**Provided records**
────────────────────

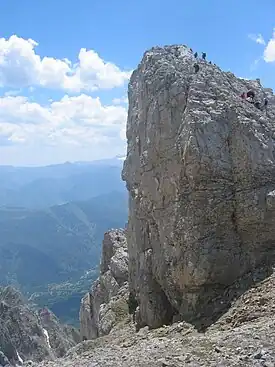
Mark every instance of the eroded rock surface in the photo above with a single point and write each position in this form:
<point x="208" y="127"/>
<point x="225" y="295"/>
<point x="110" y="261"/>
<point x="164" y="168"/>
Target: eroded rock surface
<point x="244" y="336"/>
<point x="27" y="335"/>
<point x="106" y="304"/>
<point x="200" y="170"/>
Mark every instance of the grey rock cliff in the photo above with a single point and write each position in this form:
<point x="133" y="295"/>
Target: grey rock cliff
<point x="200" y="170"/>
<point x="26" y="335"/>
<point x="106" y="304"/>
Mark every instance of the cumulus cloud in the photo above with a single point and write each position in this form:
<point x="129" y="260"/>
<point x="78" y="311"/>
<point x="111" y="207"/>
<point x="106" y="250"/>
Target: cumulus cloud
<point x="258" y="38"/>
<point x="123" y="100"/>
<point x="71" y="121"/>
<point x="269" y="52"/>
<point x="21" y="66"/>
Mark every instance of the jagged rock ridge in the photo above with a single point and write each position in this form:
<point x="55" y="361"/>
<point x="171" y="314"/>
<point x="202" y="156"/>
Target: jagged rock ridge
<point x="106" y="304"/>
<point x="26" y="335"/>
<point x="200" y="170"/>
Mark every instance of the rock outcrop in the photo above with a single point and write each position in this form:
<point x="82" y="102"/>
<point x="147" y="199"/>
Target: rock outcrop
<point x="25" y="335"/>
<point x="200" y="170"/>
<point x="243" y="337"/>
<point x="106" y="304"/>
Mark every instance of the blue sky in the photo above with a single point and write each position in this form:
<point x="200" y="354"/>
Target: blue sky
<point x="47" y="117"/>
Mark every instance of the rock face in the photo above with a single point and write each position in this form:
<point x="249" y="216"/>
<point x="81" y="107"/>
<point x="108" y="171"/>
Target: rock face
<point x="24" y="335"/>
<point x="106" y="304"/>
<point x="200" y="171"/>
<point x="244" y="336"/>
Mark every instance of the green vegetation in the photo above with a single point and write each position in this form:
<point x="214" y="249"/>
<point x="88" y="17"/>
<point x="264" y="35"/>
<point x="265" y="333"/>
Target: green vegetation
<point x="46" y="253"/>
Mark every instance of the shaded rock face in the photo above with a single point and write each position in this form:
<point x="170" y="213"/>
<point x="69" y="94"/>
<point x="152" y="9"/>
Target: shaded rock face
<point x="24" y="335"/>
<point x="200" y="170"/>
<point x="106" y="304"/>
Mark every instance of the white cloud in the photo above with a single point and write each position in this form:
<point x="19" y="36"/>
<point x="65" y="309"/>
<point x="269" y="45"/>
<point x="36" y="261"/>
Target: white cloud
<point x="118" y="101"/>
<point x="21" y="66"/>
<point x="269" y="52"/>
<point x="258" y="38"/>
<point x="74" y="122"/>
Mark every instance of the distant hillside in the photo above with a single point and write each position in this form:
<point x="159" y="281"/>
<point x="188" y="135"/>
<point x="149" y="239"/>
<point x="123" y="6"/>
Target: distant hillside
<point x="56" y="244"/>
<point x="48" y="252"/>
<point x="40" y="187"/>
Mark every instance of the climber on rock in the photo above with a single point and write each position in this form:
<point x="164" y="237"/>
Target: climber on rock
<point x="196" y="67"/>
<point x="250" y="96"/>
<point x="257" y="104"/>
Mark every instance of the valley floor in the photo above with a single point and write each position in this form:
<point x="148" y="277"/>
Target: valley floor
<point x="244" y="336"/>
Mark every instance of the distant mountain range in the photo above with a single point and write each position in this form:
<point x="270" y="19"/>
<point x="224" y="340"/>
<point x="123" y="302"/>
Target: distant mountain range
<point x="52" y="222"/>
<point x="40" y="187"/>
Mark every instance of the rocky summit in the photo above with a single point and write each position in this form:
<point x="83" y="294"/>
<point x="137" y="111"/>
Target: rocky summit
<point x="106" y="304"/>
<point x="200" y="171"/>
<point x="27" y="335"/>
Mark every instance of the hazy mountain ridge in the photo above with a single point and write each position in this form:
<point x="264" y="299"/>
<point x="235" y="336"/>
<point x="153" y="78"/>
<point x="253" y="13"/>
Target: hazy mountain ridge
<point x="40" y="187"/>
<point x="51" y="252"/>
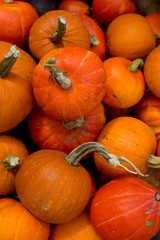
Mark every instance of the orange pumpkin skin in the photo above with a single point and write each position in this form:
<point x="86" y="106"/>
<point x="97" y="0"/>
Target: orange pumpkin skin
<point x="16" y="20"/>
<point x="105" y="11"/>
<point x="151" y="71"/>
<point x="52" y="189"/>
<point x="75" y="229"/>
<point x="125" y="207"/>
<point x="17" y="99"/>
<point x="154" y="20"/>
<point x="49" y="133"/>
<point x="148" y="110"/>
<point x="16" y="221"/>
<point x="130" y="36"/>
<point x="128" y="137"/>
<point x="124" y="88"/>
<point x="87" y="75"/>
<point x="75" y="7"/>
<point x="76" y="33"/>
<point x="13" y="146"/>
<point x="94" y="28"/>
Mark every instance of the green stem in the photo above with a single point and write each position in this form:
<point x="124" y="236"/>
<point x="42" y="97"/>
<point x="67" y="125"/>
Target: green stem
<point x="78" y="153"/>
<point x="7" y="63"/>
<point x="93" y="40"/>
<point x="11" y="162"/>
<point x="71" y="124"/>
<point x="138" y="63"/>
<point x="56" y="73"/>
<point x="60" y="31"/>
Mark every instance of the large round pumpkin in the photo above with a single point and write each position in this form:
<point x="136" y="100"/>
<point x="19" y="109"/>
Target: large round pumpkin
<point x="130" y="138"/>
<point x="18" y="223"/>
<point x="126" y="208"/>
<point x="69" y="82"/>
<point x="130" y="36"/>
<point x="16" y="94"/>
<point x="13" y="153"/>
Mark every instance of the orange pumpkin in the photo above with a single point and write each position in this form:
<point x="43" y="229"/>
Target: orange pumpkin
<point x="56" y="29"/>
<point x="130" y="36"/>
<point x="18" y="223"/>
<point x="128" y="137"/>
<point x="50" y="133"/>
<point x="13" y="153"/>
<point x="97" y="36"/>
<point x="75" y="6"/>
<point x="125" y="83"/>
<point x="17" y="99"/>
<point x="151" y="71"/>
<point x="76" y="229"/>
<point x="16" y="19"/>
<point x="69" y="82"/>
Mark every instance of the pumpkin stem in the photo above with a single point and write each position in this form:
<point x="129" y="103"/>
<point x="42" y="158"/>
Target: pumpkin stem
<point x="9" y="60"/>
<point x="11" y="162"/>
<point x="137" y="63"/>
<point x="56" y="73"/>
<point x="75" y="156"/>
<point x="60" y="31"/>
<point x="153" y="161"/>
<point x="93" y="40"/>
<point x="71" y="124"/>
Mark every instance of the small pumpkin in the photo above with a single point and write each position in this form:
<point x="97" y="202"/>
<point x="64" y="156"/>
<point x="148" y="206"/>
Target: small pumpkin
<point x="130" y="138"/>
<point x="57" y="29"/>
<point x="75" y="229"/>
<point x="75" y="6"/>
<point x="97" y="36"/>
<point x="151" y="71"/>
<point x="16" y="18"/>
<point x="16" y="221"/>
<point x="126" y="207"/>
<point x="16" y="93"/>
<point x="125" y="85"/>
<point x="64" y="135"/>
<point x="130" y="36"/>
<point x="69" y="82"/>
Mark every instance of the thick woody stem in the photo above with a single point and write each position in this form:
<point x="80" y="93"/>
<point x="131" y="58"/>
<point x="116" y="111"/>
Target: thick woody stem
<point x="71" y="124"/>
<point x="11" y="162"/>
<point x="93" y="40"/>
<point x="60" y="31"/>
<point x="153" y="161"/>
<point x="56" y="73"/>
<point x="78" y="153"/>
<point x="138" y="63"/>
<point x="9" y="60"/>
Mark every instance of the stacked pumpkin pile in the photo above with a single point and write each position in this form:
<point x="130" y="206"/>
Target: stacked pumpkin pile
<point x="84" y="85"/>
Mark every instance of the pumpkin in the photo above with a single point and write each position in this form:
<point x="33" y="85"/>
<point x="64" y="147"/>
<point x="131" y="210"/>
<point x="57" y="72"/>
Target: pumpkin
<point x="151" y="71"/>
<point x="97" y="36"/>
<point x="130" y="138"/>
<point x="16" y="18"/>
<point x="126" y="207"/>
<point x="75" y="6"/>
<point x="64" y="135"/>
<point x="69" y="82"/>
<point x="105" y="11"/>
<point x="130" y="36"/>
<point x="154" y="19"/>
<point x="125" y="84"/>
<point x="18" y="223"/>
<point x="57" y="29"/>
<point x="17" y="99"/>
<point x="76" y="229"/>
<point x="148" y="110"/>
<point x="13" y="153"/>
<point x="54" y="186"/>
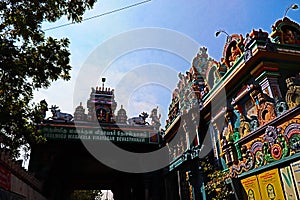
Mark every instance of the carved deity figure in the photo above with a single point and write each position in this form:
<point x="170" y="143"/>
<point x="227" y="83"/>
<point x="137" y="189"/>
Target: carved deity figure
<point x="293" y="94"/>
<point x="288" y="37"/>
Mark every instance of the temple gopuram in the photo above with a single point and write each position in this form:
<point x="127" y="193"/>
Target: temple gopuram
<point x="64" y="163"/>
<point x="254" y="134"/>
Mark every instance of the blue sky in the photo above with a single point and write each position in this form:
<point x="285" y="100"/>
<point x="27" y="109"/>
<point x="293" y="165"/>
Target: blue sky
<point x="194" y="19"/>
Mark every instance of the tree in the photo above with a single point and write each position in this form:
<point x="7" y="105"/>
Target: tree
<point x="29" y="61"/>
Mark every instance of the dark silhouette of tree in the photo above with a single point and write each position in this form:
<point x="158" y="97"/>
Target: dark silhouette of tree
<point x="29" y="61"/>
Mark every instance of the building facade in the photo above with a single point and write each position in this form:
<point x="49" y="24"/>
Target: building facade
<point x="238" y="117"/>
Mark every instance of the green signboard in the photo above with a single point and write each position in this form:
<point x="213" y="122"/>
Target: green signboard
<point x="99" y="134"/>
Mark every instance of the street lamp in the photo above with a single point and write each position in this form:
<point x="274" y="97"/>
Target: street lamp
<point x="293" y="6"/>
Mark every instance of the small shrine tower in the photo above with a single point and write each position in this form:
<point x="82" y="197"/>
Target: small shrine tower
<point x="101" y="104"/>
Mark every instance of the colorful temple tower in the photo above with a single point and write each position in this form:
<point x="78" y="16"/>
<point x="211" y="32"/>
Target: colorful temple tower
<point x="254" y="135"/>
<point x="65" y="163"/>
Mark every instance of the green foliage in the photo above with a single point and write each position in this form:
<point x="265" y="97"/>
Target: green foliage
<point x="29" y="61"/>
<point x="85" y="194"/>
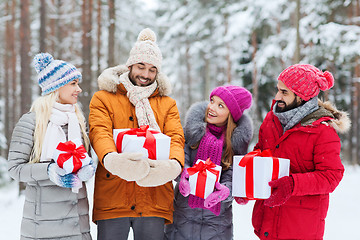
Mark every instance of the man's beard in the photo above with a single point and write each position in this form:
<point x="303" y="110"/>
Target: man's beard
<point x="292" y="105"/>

────────────────────

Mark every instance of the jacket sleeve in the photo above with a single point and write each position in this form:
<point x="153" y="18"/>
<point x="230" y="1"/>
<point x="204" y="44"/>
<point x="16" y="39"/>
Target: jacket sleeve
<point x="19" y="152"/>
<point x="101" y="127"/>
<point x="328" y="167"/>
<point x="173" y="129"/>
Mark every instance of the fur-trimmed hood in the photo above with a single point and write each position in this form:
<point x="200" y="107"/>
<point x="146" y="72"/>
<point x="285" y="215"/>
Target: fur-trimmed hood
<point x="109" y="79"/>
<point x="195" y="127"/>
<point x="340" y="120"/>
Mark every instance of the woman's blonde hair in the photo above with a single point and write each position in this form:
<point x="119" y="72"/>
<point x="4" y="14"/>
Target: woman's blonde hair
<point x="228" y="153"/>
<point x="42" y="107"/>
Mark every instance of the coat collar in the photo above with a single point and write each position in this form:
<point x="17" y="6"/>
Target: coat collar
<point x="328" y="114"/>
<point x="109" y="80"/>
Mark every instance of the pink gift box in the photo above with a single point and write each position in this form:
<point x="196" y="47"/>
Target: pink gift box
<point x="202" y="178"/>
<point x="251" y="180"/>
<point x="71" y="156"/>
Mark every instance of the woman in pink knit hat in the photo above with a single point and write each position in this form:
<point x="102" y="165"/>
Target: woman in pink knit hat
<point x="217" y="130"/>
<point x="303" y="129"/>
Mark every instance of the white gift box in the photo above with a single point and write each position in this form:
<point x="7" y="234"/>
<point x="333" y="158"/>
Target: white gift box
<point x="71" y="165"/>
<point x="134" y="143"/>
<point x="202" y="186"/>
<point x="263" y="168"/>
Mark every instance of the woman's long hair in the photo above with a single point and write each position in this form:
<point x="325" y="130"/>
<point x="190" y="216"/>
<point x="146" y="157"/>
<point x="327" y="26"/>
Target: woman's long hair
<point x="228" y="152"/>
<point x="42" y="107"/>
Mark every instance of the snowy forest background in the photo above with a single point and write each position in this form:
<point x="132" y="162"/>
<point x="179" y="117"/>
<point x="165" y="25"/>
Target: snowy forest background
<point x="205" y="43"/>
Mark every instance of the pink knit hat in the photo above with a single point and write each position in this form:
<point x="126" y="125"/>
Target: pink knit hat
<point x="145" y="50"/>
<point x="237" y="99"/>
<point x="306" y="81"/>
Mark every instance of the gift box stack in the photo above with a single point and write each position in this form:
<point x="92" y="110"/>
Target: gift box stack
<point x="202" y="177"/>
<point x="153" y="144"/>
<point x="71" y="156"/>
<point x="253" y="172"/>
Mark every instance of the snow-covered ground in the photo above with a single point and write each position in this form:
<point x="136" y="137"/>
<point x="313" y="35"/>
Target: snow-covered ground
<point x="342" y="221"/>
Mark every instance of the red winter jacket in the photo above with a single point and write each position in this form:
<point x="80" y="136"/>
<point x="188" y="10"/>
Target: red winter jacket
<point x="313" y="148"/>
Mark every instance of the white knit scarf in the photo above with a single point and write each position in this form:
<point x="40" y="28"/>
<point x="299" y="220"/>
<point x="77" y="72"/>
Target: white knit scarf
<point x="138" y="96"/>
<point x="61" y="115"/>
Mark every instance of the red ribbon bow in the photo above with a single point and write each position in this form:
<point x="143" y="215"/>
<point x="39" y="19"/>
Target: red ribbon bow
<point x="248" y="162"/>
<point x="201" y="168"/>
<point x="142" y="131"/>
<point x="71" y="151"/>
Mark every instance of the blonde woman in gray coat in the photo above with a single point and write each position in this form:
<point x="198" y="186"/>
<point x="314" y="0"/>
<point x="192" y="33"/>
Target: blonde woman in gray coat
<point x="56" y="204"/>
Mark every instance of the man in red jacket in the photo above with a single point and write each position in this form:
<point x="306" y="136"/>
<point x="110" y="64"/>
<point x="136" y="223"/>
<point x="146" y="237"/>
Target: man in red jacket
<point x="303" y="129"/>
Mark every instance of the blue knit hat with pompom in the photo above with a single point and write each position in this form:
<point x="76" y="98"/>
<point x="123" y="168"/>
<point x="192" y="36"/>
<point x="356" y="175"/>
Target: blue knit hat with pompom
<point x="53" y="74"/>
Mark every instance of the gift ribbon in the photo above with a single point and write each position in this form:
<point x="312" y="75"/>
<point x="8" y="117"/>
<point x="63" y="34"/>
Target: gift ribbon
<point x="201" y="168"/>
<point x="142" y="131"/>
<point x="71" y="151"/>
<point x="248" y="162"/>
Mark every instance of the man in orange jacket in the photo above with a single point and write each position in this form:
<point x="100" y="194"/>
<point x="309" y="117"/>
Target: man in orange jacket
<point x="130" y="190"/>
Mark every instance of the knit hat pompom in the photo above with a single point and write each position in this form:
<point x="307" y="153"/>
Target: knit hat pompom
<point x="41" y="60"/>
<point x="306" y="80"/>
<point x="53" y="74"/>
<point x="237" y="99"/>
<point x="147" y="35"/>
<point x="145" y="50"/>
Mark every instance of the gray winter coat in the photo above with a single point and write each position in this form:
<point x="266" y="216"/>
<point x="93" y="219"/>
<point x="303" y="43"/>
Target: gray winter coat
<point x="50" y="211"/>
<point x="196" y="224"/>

────────────────────

Among the entries above, locate the lines containing "Mark every instance of the eroded" and "Mark every instance of the rock outcrop", and transcribe exactly those two lines and all lines between.

Mark every instance of the eroded rock surface in the photo above with a single point and write each position in this form:
<point x="208" y="127"/>
<point x="225" y="295"/>
<point x="110" y="261"/>
<point x="164" y="168"/>
Target: eroded rock surface
<point x="244" y="336"/>
<point x="27" y="335"/>
<point x="106" y="304"/>
<point x="200" y="170"/>
Mark every instance of the grey rock cliff in the photo above with a single point and write each position in this form:
<point x="133" y="295"/>
Target: grey rock cliff
<point x="200" y="170"/>
<point x="26" y="335"/>
<point x="106" y="304"/>
Mark every instance of the cumulus cloud in the photo above with a single point and write each position in this form:
<point x="129" y="260"/>
<point x="78" y="311"/>
<point x="111" y="207"/>
<point x="106" y="250"/>
Target: cumulus cloud
<point x="258" y="38"/>
<point x="123" y="100"/>
<point x="71" y="121"/>
<point x="269" y="52"/>
<point x="21" y="66"/>
Mark every instance of the jagged rock ridge in the photo above with a single point and write each position in this form:
<point x="55" y="361"/>
<point x="171" y="314"/>
<point x="202" y="156"/>
Target: jagged rock ridge
<point x="106" y="304"/>
<point x="26" y="335"/>
<point x="200" y="170"/>
Mark every instance of the rock outcrop in the photo above with a single point and write each position in this form:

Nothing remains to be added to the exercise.